_THE INPUT_
--- begin ---

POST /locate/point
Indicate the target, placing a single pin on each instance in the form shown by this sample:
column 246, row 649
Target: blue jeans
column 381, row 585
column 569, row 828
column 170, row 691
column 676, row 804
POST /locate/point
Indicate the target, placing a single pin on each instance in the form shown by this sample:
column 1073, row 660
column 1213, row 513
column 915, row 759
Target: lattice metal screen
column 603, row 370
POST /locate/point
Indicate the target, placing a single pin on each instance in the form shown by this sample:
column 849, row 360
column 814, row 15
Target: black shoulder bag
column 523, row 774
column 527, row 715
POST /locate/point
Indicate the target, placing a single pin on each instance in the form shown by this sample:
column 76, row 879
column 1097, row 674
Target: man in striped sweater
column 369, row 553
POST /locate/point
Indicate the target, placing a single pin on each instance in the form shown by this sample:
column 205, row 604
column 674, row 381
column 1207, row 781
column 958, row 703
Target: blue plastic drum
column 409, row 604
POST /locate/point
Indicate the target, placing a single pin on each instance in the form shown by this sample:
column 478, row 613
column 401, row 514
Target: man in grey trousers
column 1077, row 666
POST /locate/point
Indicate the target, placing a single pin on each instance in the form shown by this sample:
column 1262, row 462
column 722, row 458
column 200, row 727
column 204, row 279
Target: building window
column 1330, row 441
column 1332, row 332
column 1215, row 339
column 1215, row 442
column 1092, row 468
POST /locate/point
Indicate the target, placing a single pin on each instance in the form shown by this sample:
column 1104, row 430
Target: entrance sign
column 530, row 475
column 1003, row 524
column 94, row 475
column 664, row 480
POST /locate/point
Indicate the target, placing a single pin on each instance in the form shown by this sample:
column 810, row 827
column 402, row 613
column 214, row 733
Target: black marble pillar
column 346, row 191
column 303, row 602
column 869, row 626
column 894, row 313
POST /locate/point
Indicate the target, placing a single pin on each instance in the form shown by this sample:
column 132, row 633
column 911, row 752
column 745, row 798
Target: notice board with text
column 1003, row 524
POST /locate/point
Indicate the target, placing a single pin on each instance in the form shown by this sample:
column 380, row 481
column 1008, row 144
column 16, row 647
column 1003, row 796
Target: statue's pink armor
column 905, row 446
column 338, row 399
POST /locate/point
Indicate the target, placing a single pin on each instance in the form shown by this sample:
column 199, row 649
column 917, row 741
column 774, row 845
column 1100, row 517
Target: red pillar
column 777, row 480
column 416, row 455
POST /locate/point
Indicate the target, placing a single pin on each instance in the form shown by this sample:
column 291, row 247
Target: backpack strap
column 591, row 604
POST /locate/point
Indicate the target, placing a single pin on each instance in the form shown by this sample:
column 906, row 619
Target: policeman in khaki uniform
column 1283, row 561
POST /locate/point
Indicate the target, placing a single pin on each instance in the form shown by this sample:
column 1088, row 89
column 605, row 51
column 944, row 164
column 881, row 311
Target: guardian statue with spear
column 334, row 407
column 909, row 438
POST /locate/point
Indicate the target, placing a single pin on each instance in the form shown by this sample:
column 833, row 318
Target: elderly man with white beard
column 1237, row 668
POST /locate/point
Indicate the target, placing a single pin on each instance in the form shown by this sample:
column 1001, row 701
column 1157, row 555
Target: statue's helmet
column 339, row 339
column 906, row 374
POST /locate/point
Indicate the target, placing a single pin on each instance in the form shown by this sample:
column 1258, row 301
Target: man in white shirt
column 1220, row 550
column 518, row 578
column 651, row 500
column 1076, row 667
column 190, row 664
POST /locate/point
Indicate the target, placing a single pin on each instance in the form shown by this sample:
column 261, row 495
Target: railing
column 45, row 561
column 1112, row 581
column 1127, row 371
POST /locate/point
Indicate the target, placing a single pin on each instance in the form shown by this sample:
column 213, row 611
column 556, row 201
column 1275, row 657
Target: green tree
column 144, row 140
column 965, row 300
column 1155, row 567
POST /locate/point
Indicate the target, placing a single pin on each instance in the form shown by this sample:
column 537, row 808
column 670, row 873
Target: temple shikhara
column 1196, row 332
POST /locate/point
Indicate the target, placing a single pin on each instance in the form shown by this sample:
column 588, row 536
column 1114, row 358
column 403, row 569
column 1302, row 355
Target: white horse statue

--- end ---

Rewrite all of the records above, changing "single pin" to "one marker" everywhere it appears and leaving everything else as it is.

_PROBLEM SOLUTION_
POST /locate/point
Indicate the target, placing a one marker on each instance in the form shown by this sample:
column 246, row 649
Target: blue jeans
column 381, row 585
column 569, row 828
column 170, row 691
column 676, row 804
POST /locate/point
Indicate the target, placing a one marker on each instance in the form shown by this sample:
column 1073, row 660
column 1213, row 513
column 915, row 759
Target: lattice metal screen
column 603, row 370
POST /locate/point
Indicate the target, placing a one marker on each instance in the form shown by this sample:
column 849, row 360
column 814, row 15
Target: black shoulder bag
column 523, row 774
column 527, row 715
POST /locate/point
Indicate the target, placing a one marker on each instance in the form shown by this sample:
column 76, row 879
column 1097, row 674
Target: man in striped sweater
column 369, row 553
POST /locate/point
Indicate the target, placing a one marker on each instance in the form shown by this sample:
column 205, row 604
column 674, row 381
column 1207, row 781
column 958, row 703
Target: blue plastic drum
column 409, row 604
POST /locate/point
Indicate the target, placing a one marker on each instance in the form shown by this sample:
column 478, row 613
column 401, row 514
Target: man in grey trousers
column 1077, row 666
POST /locate/point
Indicate the target, placing a one marker on each instance in the form shown by this sample:
column 1262, row 462
column 722, row 458
column 200, row 727
column 204, row 279
Target: building window
column 1330, row 441
column 1332, row 332
column 1215, row 339
column 1215, row 442
column 1092, row 468
POST /locate/point
Indicate the target, placing a one marker on each instance in the form shown by this sample:
column 1104, row 430
Target: entrance sign
column 530, row 475
column 1003, row 524
column 94, row 475
column 664, row 480
POST /locate/point
Indicate the target, placing a one marker on each instance in the form shown by this sample:
column 810, row 827
column 402, row 613
column 214, row 733
Target: black marble pillar
column 346, row 191
column 303, row 602
column 869, row 626
column 894, row 313
POST /locate/point
Indicate the target, placing a one marker on each instance in the form shown by this sample:
column 132, row 633
column 911, row 752
column 745, row 798
Target: notice board with text
column 1003, row 524
POST /locate/point
Indicate the target, placing a one marker on each instance in the form shown by this sample:
column 380, row 481
column 1008, row 144
column 16, row 647
column 1003, row 796
Target: statue's pink armor
column 905, row 446
column 338, row 399
POST /locate/point
Indicate the target, placing a one marker on each instance in the form shown by this sample:
column 199, row 649
column 917, row 741
column 774, row 845
column 1100, row 517
Target: red pillar
column 777, row 480
column 416, row 455
POST /locate/point
Indicate the target, placing a one marker on each instance in the form shown by this sample:
column 291, row 247
Target: backpack strap
column 591, row 604
POST /locate/point
Indicate the target, placing a one marker on each instance in the form shown by this sample:
column 906, row 619
Target: policeman in khaki uniform
column 1283, row 561
POST /locate/point
Indicate the target, placing a one marker on each instance in the form shown by this sample:
column 1088, row 89
column 605, row 51
column 944, row 164
column 881, row 311
Target: guardian statue with spear
column 334, row 407
column 909, row 438
POST /locate/point
Indicate the target, placing a one marker on each instance in the form shown by this sample:
column 833, row 318
Target: elderly man with white beard
column 1237, row 668
POST /locate/point
Indicate the target, placing a one marker on each instance in the form shown by this sample:
column 1001, row 701
column 1157, row 555
Target: statue's helmet
column 339, row 339
column 906, row 374
POST /locate/point
Indicate the target, placing a one marker on each instance in the form shown by this sample:
column 1258, row 301
Target: man in white shirt
column 1220, row 550
column 518, row 578
column 651, row 500
column 1076, row 667
column 190, row 664
POST /locate/point
Indicate the target, placing a one marker on each instance in the form shown by this sample:
column 261, row 495
Target: railing
column 45, row 561
column 1112, row 581
column 1127, row 371
POST /locate/point
Indicate the target, placing a one marker on each instance in the form shown by this sample:
column 213, row 611
column 556, row 201
column 1275, row 657
Target: green tree
column 144, row 140
column 965, row 300
column 1155, row 567
POST /locate/point
Indicate the target, placing a one marker on each instance in the form shown by this sample:
column 537, row 808
column 670, row 873
Target: temple shikhara
column 1196, row 332
POST /locate/point
Indicate the target, placing a one marker on each instance in the form shown by this sample:
column 588, row 536
column 1114, row 358
column 403, row 569
column 1302, row 355
Target: white horse statue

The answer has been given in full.